» WHAT TO DO:
Format the entries below as a Markdown table with the columns Row and Text, giving each line its own numbered row and skipping blank lines. Leave the pictures out of the table.
BEGIN
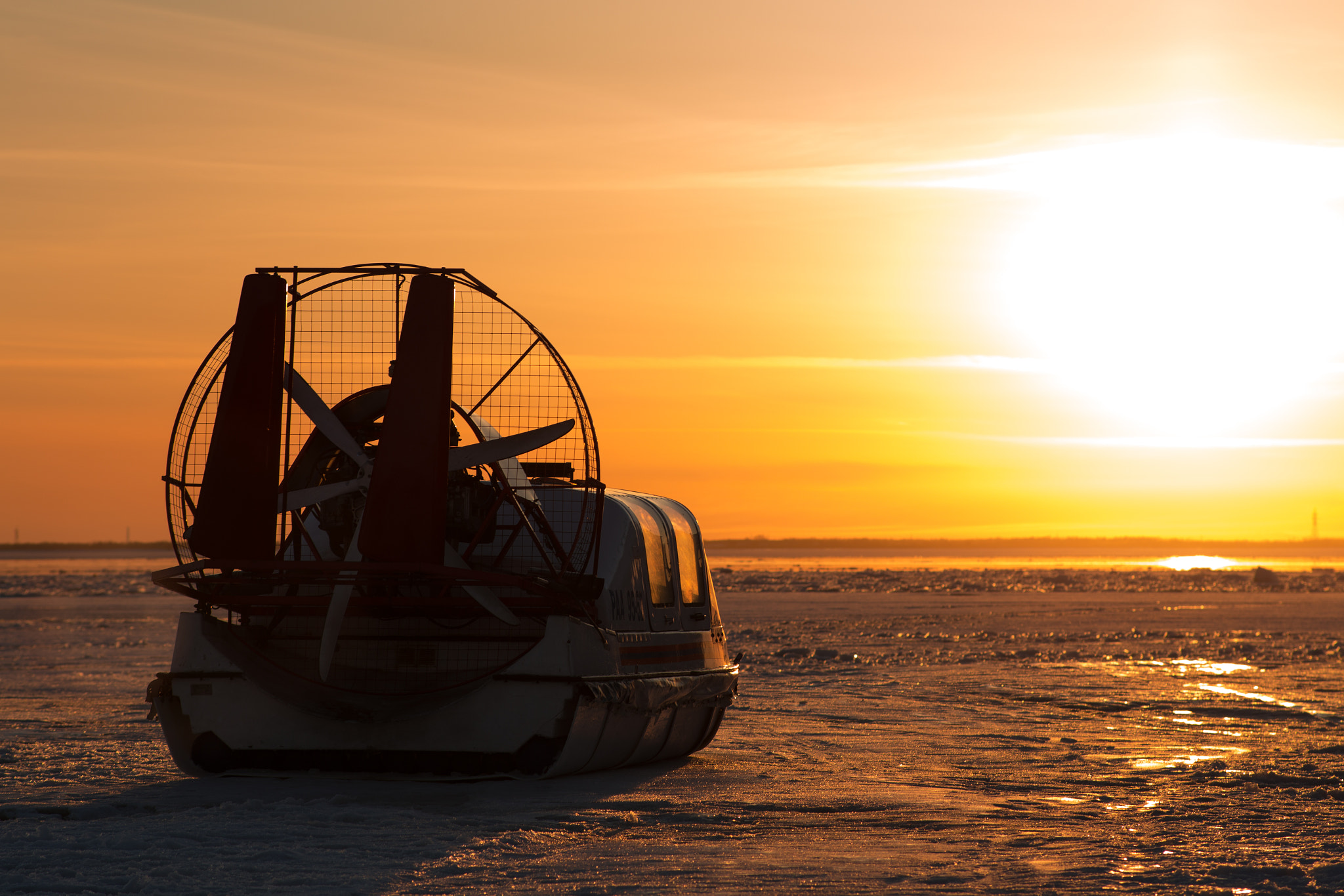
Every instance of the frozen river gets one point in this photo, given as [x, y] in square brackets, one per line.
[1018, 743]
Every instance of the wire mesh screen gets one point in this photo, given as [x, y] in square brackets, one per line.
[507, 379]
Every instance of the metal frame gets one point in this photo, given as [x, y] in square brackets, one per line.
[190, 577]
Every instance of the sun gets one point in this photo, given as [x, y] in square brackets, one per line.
END
» SOLUTION TO THIS EXERCISE:
| Row | Text |
|---|---|
| 1 | Every instance of the frozen river gets one point in this photo, given as [x, y] in square brackets, one per line. |
| 2 | [1018, 743] |
| 3 | Every instance of the wire mesh screen gets one point in this photo, given as [x, y] in square brackets, one per line. |
| 4 | [507, 379] |
| 5 | Every instance of the metal frame gets one point in this photo, given as [x, y] in square brackets, one per line. |
| 6 | [190, 577] |
| 7 | Every instance of the sun gets one point in this photo, given as [x, y] in square brackets, one per line. |